◆ Texte présenté ◆
☆ ☆ ☆ ☆

Kiliwatch et Sofiane Boukhari nous proposent une captivante juxtaposition de mode et culture, à travers une plongée dans l’histoire du vêtement de travail français et britannique de la fin du XIXe siècle aux années 1950.
« Classe Ouvrière » n’est pas seulement une exposition, ce n’est pas qu’un pop-up store non plus, c’est un véritable voyage dans l’imaginaire des créateurs contemporains.
Du 20 janvier au 29 février, l’enseigne et son invité dressent une anthologie de 250 modèles rares de vêtements de travail français et britanniques. Ils y sont présentés et mis en vente dans une scénographie faisant revivre ce patrimoine mal connu.
Toute la singularité de cet événement tient à sa puissance sensorielle. En pénétrant dans cette espace où l’on a remonté le temps, l’air lui même paraît différent.
Les mots et images qui évoquent le workwear, mais ne rendent pas autant hommage à la sensualité des étoffes (couleurs, touché, émotion…) que l’expérience sous lumière réelle, à la rencontre de ces pièces rares et fascinantes.
L’escale au 64 rue Tiquetonne vaut le détour !
L’iconographie de l’époque est ainsi représentée avec un jeu de dégradé de couleurs emblématiques, des marquages au sol comme repères pour les visiteurs, des références historiques sous forme de littératures, photos d’époque et pièces phares suspendues
L’esthétique me fait pénétrer littéralement dans l’inspiration des créateurs tels qu’Acné, Ralph Lauren, Maison Martin Margiela, Céline, Isabel Marant, etc. C’est précisément chez Sofiane que ces designers viennent chercher le renouvellement à leurs collections actuelles
Cet archéologue du vêtement de travail ancien, fait partie de ces passionnés capables d’estimer finement la valeur marchande, sociologique et esthétique des produits et d’en expliquer les spéculations stylistiques actuelles. Aller plus loin qu’une tendance, c’est en raconter l’origine.

☆ ☆ ☆ ☆

◆ Données fournies ◆
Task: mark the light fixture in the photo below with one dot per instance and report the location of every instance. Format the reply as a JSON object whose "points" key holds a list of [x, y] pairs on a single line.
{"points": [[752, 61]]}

☆ ☆ ☆ ☆

◆ Consigne ◆
Reproduisez intégralement le texte sur l'exposition « Classe Ouvrière », sans en modifier un seul mot.

◆ Réponse ci-dessous ◆
Kiliwatch et Sofiane Boukhari nous proposent une captivante juxtaposition de mode et culture, à travers une plongée dans l’histoire du vêtement de travail français et britannique de la fin du XIXe siècle aux années 1950.
« Classe Ouvrière » n’est pas seulement une exposition, ce n’est pas qu’un pop-up store non plus, c’est un véritable voyage dans l’imaginaire des créateurs contemporains.
Du 20 janvier au 29 février, l’enseigne et son invité dressent une anthologie de 250 modèles rares de vêtements de travail français et britanniques. Ils y sont présentés et mis en vente dans une scénographie faisant revivre ce patrimoine mal connu.
Toute la singularité de cet événement tient à sa puissance sensorielle. En pénétrant dans cette espace où l’on a remonté le temps, l’air lui même paraît différent.
Les mots et images qui évoquent le workwear, mais ne rendent pas autant hommage à la sensualité des étoffes (couleurs, touché, émotion…) que l’expérience sous lumière réelle, à la rencontre de ces pièces rares et fascinantes.
L’escale au 64 rue Tiquetonne vaut le détour !
L’iconographie de l’époque est ainsi représentée avec un jeu de dégradé de couleurs emblématiques, des marquages au sol comme repères pour les visiteurs, des références historiques sous forme de littératures, photos d’époque et pièces phares suspendues
L’esthétique me fait pénétrer littéralement dans l’inspiration des créateurs tels qu’Acné, Ralph Lauren, Maison Martin Margiela, Céline, Isabel Marant, etc. C’est précisément chez Sofiane que ces designers viennent chercher le renouvellement à leurs collections actuelles
Cet archéologue du vêtement de travail ancien, fait partie de ces passionnés capables d’estimer finement la valeur marchande, sociologique et esthétique des produits et d’en expliquer les spéculations stylistiques actuelles. Aller plus loin qu’une tendance, c’est en raconter l’origine.